(Collection entries)
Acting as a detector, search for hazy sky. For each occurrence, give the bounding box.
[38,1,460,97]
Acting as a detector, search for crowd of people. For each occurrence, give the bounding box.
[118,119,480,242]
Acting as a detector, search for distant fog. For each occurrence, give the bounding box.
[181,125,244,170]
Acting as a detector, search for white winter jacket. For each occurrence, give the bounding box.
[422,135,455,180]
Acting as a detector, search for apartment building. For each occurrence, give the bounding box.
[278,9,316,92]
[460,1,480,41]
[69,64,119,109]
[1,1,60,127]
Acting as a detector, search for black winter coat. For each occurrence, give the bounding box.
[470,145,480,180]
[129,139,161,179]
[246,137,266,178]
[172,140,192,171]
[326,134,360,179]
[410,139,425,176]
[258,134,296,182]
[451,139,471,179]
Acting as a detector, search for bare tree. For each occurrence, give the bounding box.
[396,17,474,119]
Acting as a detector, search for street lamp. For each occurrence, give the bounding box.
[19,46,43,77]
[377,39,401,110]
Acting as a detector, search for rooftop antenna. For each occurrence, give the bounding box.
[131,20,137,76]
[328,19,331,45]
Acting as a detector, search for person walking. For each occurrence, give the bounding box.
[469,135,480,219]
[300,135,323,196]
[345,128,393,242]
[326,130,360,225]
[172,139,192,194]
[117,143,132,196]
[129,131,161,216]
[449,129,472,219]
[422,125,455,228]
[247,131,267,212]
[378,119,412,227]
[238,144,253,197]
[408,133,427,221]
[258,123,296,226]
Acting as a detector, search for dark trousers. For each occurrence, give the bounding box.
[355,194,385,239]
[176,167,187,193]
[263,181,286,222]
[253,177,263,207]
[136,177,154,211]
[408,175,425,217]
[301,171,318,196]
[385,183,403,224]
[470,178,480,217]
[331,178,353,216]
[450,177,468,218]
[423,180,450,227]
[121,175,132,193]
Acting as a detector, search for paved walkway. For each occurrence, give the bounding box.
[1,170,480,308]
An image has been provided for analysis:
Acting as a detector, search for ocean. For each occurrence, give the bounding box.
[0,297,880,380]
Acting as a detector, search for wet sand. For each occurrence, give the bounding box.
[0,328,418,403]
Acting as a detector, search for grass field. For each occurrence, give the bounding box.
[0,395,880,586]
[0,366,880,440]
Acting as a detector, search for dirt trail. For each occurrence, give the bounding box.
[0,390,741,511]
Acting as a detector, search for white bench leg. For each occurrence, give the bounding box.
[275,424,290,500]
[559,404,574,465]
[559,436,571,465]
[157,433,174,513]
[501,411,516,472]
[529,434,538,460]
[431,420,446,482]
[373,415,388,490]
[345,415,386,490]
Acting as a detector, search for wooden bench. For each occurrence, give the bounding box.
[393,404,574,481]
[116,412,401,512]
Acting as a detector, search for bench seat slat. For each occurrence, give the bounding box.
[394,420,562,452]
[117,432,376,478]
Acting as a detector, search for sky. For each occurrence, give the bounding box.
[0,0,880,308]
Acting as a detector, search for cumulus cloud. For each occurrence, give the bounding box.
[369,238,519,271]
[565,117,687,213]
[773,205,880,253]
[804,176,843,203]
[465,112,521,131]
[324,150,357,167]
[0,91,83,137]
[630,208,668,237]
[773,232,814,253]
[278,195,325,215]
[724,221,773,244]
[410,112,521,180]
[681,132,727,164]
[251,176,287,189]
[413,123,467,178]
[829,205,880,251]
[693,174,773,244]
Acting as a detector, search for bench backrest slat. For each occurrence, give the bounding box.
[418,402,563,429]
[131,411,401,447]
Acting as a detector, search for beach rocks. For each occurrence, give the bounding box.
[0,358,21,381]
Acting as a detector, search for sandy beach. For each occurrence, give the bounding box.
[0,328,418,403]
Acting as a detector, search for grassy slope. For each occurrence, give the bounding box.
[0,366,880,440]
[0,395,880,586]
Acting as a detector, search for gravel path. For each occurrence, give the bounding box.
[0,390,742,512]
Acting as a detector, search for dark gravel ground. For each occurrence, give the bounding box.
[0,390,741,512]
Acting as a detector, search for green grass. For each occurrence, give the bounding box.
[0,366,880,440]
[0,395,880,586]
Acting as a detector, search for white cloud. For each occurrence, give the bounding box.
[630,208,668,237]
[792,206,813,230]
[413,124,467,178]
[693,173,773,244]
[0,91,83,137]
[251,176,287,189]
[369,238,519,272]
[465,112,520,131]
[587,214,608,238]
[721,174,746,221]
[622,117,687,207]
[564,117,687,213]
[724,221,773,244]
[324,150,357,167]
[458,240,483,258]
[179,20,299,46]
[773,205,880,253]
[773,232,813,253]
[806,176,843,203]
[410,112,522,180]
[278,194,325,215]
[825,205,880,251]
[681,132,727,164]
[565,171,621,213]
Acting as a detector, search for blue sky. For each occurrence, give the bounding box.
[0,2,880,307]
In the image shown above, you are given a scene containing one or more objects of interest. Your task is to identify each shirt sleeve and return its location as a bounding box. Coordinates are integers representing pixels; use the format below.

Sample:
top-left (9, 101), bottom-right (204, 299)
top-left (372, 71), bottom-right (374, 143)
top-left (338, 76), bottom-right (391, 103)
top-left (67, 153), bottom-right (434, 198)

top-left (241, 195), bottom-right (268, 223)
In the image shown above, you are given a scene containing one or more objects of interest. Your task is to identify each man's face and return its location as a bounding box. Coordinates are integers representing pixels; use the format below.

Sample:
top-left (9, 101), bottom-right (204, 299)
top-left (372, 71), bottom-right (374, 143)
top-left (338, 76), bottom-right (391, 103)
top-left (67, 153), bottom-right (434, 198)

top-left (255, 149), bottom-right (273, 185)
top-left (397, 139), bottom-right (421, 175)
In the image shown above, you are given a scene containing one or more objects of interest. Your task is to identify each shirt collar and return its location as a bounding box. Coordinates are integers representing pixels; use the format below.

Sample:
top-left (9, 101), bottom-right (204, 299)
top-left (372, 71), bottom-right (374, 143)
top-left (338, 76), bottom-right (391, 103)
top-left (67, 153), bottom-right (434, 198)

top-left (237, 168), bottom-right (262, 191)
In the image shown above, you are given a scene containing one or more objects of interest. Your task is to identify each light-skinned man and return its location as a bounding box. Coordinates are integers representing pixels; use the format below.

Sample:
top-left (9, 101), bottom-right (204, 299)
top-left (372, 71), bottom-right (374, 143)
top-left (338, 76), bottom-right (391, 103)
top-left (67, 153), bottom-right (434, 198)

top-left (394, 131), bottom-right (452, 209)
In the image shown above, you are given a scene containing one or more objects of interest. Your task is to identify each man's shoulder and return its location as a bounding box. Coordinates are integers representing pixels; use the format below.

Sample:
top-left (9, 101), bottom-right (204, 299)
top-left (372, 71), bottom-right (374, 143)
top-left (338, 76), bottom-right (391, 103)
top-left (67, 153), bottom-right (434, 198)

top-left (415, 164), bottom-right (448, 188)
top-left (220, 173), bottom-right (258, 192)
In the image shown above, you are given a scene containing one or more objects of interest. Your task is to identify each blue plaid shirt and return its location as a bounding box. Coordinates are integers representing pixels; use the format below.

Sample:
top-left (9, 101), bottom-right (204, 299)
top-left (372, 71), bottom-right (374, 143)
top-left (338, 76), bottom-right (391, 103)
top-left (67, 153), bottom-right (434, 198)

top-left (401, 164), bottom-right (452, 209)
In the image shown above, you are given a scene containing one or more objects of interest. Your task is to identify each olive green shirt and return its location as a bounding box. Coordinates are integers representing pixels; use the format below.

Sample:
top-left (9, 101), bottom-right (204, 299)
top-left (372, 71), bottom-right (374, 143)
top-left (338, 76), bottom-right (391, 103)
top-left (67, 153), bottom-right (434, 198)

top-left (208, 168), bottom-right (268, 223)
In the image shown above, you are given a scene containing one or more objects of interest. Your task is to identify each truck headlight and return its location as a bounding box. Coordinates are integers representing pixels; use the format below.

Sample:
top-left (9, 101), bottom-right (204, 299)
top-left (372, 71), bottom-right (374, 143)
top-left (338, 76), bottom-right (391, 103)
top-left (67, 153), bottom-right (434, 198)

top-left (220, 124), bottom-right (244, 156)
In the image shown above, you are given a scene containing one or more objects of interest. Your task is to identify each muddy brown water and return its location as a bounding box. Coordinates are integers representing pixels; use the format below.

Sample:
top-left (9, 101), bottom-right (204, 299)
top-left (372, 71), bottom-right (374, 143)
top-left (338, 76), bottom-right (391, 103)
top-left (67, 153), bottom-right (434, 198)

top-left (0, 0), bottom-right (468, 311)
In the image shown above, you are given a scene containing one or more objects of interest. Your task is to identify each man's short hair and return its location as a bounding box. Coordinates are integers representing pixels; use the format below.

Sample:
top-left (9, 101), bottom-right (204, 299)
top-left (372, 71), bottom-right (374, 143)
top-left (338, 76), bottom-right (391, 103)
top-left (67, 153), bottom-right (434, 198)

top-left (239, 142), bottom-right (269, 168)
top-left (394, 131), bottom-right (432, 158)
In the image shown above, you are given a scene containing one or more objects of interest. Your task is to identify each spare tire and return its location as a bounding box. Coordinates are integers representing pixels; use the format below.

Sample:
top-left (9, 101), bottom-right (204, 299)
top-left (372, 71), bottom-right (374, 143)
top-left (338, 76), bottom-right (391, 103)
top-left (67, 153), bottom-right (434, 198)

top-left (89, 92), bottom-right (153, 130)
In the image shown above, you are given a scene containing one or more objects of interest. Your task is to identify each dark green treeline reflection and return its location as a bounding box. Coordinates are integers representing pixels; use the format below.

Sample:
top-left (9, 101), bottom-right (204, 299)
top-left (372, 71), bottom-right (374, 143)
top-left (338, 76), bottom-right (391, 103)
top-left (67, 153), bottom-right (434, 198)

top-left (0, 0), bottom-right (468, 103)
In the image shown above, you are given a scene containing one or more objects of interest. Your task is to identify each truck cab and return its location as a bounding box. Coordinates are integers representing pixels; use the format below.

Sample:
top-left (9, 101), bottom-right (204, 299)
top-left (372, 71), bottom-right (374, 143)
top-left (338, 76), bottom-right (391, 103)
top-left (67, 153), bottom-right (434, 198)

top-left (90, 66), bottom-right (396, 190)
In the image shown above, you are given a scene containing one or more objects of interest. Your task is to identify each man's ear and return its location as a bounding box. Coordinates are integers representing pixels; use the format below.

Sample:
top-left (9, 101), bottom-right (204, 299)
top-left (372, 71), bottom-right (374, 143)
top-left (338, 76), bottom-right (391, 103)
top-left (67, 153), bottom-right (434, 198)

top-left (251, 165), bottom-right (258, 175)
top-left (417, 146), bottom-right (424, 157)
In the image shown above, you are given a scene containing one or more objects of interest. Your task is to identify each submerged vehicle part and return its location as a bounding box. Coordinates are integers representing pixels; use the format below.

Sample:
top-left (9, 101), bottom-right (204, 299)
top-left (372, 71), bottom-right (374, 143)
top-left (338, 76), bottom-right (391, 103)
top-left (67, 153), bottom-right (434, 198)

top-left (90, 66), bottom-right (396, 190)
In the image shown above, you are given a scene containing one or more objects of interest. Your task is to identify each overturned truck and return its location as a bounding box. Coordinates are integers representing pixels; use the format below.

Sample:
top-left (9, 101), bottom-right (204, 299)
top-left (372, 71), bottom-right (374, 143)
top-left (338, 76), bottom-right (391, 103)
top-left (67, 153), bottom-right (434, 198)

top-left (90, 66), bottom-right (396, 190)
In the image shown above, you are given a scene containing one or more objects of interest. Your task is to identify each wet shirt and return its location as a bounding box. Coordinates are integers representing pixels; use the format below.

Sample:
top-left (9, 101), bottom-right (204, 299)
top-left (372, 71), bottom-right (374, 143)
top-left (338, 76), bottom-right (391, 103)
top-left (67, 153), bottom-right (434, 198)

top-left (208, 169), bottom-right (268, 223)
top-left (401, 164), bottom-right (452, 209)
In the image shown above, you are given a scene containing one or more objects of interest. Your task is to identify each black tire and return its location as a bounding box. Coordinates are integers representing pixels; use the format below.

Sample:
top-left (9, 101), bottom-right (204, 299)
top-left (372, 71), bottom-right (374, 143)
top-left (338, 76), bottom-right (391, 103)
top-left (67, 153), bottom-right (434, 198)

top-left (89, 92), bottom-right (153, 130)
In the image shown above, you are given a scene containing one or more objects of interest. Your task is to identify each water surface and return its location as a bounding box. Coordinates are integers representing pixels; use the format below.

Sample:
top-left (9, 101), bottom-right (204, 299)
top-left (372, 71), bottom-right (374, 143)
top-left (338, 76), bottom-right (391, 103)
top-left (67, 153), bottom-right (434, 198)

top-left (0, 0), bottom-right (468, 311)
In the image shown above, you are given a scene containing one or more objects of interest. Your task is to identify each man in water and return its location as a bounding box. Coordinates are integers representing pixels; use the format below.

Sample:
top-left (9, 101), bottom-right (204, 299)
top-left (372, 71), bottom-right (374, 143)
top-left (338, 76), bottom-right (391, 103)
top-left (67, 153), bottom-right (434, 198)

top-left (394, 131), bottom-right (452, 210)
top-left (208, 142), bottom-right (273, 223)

= Task prompt =
Starting at the first of the rows and ending at the line that contains "[377,39,401,110]", reproduce those rows with "winter" swapped for "cold-weather" and every other character unchanged.

= Task response =
Acting as a detector, search for hazy sky. For each occurrence, give the bounding box.
[38,1,460,97]
Acting as a detector, search for crowd of people. For each occurrence, give the bounding box.
[118,119,480,242]
Acting as a detector, search for distant fog. For each occurrence, give the bounding box.
[181,125,244,170]
Acting as a detector, search for white cold-weather jacket. For each occurrence, give the bounding box.
[422,135,455,180]
Acting as a detector, search for apartment building. For each occurrence, give the bounding box.
[278,9,316,92]
[460,1,480,41]
[69,64,119,109]
[1,1,60,127]
Acting as a detector, search for black cold-weather coat. For each occurrence, give the bounding box.
[470,145,480,180]
[129,139,161,179]
[246,137,266,178]
[172,140,192,171]
[326,134,360,179]
[410,139,425,176]
[258,134,296,182]
[451,139,471,179]
Acting as a detector, search for bare tree. For each occurrence, give the bounding box.
[396,17,474,119]
Acting as a detector, search for street lamp. For each occurrence, give the bounding box.
[19,46,43,77]
[377,39,401,110]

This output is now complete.